原文:
******************************

安装elasticsearch6.5.1
docker run -p 9200:9200 -p 9300:9300 -e "http.host=0.0.0.0" -e "http.cors.enabled=true" -e "http.cors.allow-origin="*"" -d docker.elastic.co/elasticsearch/elasticsearch:6.5.1
源码地址:https://github.com/KennFalcon/elasticsearch-analysis-hanlp
安装
进入容器
docker exex -it <容器名> /bin/bash
安装jdk1.8
yum install java-1.8.0-openjdk* -y
java -version
安装elasticsearch-analysis-hanlp
./bin/elasticsearch-plugin install https://github.com/KennFalcon/elasticsearch-analysis-hanlp/releases/download/v6.5.1/elasticsearch-analysis-hanlp-6.5.1.zip
下载hanlp数据包
查看hanlp数据的地址:https://github.com/hankcs/HanLP/releases 下载data-for-1.7.0.zip
删除原有的基础data
cd /usr/share/elasticsearch/plugins/analysis-hanlp
rm -rf data
wget http://hanlp.linrunsoft.com/release/data-for-1.7.0.zip
unzip data-for-1.7.0.zip
chmod -R 777 data/
rm -rf data-for-1.7.0.zip
修改中文文件名 hanlp.properties中已经修改过了 对应配置文件中的CustomDictionaryPath
cd /usr/share/elasticsearch/plugins/analysis-hanlp/data/dictionary/custom
mv \#U4eba#U540d#U8bcd#U5178.txt ModernChineseSupplementaryWord.txt
mv \#U5168#U56fd#U5730#U540d#U5927#U5168.txt ChinesePlaceName.txt
mv \#U673a#U6784#U540d#U8bcd#U5178.txt PersonalName.txt
mv \#U73b0#U4ee3#U6c49#U8bed#U8865#U5145#U8bcd#U5e93.txt OrganizationName.txt
mv \#U4e0a#U6d77#U5730#U540d.txt ShanghaiPlaceName.txt
修改hanlp root路径为绝对路径
vi /usr/share/elasticsearch/config/analysis-hanlp/hanlp.properties
root=/usr/share/elasticsearch/plugins/analysis-hanlp/
重启容器
docker restart <容器名>
添加自定义词典热更新
cd /usr/share/elasticsearch/plugins/analysis-hanlp/data/dictionary/custom
vi Test.txt
西双版纳的姑娘
我爱蓝天
我爱
vi /usr/share/elasticsearch/config/analysis-hanlp/hanlp.properties
在ShanghaiPlaceName.txt后面添加; Test.txt
# Custom dictinary path
CustomDictionaryPath=data/dictionary/custom/CustomDictionary.txt; ModernChineseSupplementaryWord.txt; ChinesePlaceName.txt ns; PersonalName.txt; OrganizationName.txt; ShanghaiPlaceName.txt; Test.txt ns;data/dictionary/person/nrf.txt nrf;
等待1分钟后,词典自动加载
测试
POST http://localhost:9200/twitter2/_analyze
{
"text": "美国阿拉斯加州发生8.0级地震",
"tokenizer": "hanlp_index"

******************************

给定数据:
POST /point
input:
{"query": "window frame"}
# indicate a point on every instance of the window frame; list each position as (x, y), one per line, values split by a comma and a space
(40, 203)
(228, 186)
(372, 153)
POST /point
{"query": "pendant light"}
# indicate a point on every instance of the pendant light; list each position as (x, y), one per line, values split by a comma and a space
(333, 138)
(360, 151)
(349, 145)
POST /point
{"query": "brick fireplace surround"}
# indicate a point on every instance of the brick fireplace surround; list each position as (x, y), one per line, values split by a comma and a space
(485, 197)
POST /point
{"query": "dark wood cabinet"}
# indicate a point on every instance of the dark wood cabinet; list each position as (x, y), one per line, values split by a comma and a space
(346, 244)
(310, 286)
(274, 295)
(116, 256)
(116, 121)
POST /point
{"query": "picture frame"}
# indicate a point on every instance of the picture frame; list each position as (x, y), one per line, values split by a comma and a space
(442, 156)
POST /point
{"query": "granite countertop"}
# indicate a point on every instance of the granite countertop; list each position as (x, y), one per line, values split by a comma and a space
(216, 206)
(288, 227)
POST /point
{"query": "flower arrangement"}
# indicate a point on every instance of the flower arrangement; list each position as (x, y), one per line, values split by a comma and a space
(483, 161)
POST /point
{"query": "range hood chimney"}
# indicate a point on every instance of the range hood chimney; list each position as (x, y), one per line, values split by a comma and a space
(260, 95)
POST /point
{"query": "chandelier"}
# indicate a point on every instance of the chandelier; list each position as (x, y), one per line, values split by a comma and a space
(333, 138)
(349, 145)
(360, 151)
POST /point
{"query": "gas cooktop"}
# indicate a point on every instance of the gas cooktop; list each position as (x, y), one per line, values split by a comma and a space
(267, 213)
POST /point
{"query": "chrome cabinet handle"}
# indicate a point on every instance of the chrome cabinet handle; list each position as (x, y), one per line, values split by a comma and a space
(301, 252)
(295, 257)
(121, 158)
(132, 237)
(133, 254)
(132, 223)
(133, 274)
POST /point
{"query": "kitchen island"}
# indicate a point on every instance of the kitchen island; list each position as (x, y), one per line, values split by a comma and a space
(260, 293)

******************************

任务要求 1:
原文中用 mv 命令给自定义词典文件改名，请把改名后的全部新文件名都列出来。
任务要求 2:
从 HanLP 插件安装原文停下的地方接着往下写。

输出结果 1:
ModernChineseSupplementaryWord.txt
ChinesePlaceName.txt
PersonalName.txt
OrganizationName.txt
ShanghaiPlaceName.txt

输出结果 2:
}
{
"tokens" : [
{
"token" : "美国",
"start_offset" : 0,
"end_offset" : 2,
"type" : "nsf",
"position" : 0
},
{
"token" : "阿拉斯加州",
"start_offset" : 0,
"end_offset" : 5,
"type" : "nsf",
"position" : 1
},
{
"token" : "发生",
"start_offset" : 0,
"end_offset" : 2,
"type" : "v",
"position" : 2
},
{
"token" : "8.0",
"start_offset" : 0,
"end_offset" : 3,
"type" : "m",
"position" : 3
},
{
"token" : "级",
"start_offset" : 0,
"end_offset" : 1,
"type" : "q",
"position" : 4
},
{
"token" : "地震",
"start_offset" : 0,
"end_offset" : 2,
"type" : "n",
"position" : 5
}
]
}
提供的分词方式说明
hanlp: hanlp默认分词
hanlp_standard: 标准分词
hanlp_index: 索引分词
hanlp_nlp: NLP分词
hanlp_n_short: N-最短路分词
hanlp_dijkstra: 最短路分词
hanlp_crf: CRF分词(在hanlp 1.6.6已开始废弃)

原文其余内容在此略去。